§ GIVEN RECORDS:
▼
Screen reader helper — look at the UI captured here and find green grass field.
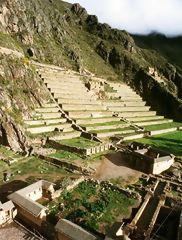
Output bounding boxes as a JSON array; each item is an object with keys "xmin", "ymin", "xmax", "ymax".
[
  {"xmin": 145, "ymin": 122, "xmax": 182, "ymax": 131},
  {"xmin": 49, "ymin": 182, "xmax": 135, "ymax": 234},
  {"xmin": 137, "ymin": 131, "xmax": 182, "ymax": 157},
  {"xmin": 59, "ymin": 137, "xmax": 99, "ymax": 148}
]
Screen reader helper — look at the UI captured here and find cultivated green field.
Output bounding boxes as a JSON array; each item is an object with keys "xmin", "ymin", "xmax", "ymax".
[{"xmin": 137, "ymin": 131, "xmax": 182, "ymax": 157}]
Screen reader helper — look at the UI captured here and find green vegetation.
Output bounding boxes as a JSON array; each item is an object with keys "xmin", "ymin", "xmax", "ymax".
[
  {"xmin": 50, "ymin": 150, "xmax": 82, "ymax": 161},
  {"xmin": 0, "ymin": 147, "xmax": 70, "ymax": 182},
  {"xmin": 137, "ymin": 131, "xmax": 182, "ymax": 157},
  {"xmin": 60, "ymin": 137, "xmax": 99, "ymax": 148},
  {"xmin": 145, "ymin": 122, "xmax": 182, "ymax": 131},
  {"xmin": 49, "ymin": 182, "xmax": 135, "ymax": 234},
  {"xmin": 82, "ymin": 120, "xmax": 126, "ymax": 127},
  {"xmin": 133, "ymin": 33, "xmax": 182, "ymax": 69},
  {"xmin": 91, "ymin": 127, "xmax": 134, "ymax": 133}
]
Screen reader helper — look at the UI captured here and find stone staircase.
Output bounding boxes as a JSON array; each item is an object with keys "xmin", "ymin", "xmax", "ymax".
[
  {"xmin": 26, "ymin": 64, "xmax": 181, "ymax": 144},
  {"xmin": 25, "ymin": 103, "xmax": 81, "ymax": 139}
]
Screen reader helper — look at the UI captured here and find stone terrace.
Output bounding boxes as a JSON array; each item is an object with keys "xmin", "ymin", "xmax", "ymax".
[{"xmin": 26, "ymin": 63, "xmax": 181, "ymax": 146}]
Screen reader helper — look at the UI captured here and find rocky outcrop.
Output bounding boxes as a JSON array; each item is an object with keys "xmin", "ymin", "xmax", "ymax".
[{"xmin": 0, "ymin": 110, "xmax": 28, "ymax": 152}]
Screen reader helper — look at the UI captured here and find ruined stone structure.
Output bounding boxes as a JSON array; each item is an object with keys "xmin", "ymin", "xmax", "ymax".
[
  {"xmin": 121, "ymin": 143, "xmax": 175, "ymax": 174},
  {"xmin": 8, "ymin": 180, "xmax": 55, "ymax": 226}
]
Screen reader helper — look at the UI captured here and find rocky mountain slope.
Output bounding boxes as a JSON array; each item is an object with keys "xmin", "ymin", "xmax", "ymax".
[{"xmin": 0, "ymin": 0, "xmax": 182, "ymax": 150}]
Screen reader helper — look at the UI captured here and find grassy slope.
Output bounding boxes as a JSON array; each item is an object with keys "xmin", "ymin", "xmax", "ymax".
[
  {"xmin": 133, "ymin": 34, "xmax": 182, "ymax": 71},
  {"xmin": 49, "ymin": 182, "xmax": 135, "ymax": 234},
  {"xmin": 137, "ymin": 131, "xmax": 182, "ymax": 157}
]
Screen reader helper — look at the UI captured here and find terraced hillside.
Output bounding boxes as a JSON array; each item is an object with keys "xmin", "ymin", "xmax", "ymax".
[{"xmin": 25, "ymin": 63, "xmax": 182, "ymax": 149}]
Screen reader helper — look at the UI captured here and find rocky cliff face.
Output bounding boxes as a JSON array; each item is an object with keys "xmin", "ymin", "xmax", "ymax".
[
  {"xmin": 0, "ymin": 54, "xmax": 48, "ymax": 151},
  {"xmin": 0, "ymin": 0, "xmax": 182, "ymax": 150}
]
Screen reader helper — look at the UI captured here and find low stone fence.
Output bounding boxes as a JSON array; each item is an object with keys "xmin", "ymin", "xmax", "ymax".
[
  {"xmin": 85, "ymin": 179, "xmax": 141, "ymax": 199},
  {"xmin": 47, "ymin": 139, "xmax": 111, "ymax": 156},
  {"xmin": 53, "ymin": 176, "xmax": 85, "ymax": 199},
  {"xmin": 39, "ymin": 155, "xmax": 94, "ymax": 175}
]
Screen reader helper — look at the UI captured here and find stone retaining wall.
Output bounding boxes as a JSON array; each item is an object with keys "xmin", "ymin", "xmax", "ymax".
[
  {"xmin": 39, "ymin": 155, "xmax": 94, "ymax": 175},
  {"xmin": 47, "ymin": 140, "xmax": 111, "ymax": 156}
]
▲
§ EXERCISE BRIEF: Filter the material above, keeping every line that contains the word "rocky".

§ THE REPLY:
Screen reader helper — look at the UI captured here and find rocky outcrop.
Screen reader helper — look at the UI captured here and find rocky mountain slope.
Screen reader helper — look at the UI captured here and find rocky cliff face.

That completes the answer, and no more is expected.